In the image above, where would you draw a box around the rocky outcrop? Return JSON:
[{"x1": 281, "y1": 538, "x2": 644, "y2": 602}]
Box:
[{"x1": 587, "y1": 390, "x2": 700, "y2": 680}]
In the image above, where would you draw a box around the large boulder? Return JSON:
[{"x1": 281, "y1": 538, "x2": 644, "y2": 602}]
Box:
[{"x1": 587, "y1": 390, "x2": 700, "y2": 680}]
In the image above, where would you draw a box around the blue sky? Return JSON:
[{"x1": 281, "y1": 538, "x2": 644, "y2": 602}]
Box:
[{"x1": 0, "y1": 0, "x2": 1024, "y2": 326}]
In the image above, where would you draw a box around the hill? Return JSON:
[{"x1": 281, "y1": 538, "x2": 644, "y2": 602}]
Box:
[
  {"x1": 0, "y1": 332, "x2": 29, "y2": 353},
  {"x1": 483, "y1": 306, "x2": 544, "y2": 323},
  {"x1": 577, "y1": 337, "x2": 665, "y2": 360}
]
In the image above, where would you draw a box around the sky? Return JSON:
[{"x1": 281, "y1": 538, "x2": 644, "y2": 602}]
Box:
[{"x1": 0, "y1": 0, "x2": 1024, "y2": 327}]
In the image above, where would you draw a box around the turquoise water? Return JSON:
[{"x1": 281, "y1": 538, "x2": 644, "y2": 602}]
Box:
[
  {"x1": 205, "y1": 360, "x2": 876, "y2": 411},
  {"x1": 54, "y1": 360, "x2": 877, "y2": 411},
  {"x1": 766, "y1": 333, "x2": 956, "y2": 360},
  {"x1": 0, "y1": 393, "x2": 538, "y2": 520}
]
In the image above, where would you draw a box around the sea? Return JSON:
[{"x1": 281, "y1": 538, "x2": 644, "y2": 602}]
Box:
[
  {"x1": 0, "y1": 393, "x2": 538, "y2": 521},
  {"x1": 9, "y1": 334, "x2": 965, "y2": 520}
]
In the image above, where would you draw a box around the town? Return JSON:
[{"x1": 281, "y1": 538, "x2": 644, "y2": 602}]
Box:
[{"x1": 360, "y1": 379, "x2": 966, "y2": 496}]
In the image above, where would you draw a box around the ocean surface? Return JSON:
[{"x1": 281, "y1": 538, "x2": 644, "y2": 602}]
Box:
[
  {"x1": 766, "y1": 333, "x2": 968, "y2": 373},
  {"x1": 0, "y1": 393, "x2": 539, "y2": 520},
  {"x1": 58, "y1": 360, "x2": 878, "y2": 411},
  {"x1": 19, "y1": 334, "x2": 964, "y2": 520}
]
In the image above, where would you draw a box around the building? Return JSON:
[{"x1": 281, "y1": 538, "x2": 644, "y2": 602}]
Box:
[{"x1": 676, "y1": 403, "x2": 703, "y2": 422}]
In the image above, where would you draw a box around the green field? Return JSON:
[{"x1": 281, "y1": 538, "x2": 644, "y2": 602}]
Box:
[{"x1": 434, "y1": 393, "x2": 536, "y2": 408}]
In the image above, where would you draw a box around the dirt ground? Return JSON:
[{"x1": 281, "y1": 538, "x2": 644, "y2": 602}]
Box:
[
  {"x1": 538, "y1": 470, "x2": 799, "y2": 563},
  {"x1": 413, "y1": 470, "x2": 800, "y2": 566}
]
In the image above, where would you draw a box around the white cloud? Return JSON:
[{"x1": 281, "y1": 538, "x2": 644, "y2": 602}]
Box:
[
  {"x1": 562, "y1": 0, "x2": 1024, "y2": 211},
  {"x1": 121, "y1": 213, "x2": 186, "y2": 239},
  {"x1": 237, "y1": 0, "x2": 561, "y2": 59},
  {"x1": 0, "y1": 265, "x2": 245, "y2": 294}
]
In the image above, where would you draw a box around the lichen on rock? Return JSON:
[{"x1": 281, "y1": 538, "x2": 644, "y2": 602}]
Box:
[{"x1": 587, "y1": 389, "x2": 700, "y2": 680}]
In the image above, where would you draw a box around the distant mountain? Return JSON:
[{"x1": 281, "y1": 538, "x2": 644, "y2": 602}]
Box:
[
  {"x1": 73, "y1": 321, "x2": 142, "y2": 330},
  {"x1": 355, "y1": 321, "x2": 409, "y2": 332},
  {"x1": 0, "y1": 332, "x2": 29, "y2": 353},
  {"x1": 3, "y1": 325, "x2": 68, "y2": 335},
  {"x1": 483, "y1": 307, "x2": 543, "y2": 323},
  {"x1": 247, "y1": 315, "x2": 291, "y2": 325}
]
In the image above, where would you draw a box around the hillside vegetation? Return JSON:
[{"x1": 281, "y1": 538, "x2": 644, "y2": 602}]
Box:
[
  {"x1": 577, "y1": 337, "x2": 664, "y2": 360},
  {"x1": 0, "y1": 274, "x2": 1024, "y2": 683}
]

#####

WHAT YOU ARE ASKED TO DO ▸ Rewrite every line from the one containing "around the hillside" through the end of the material, including the requests. In the answers, multiply each bounding-box coordinate by 1.7 and round to a whole number, with halves rounding up; leave the requests and their sample JSON unchanged.

ANSWER TO THE TASK ▸
In the image above, where would you draw a box around the hillside vegetation? Return JSON:
[{"x1": 281, "y1": 538, "x2": 644, "y2": 602}]
Box:
[
  {"x1": 981, "y1": 573, "x2": 1129, "y2": 612},
  {"x1": 0, "y1": 466, "x2": 1741, "y2": 1161}
]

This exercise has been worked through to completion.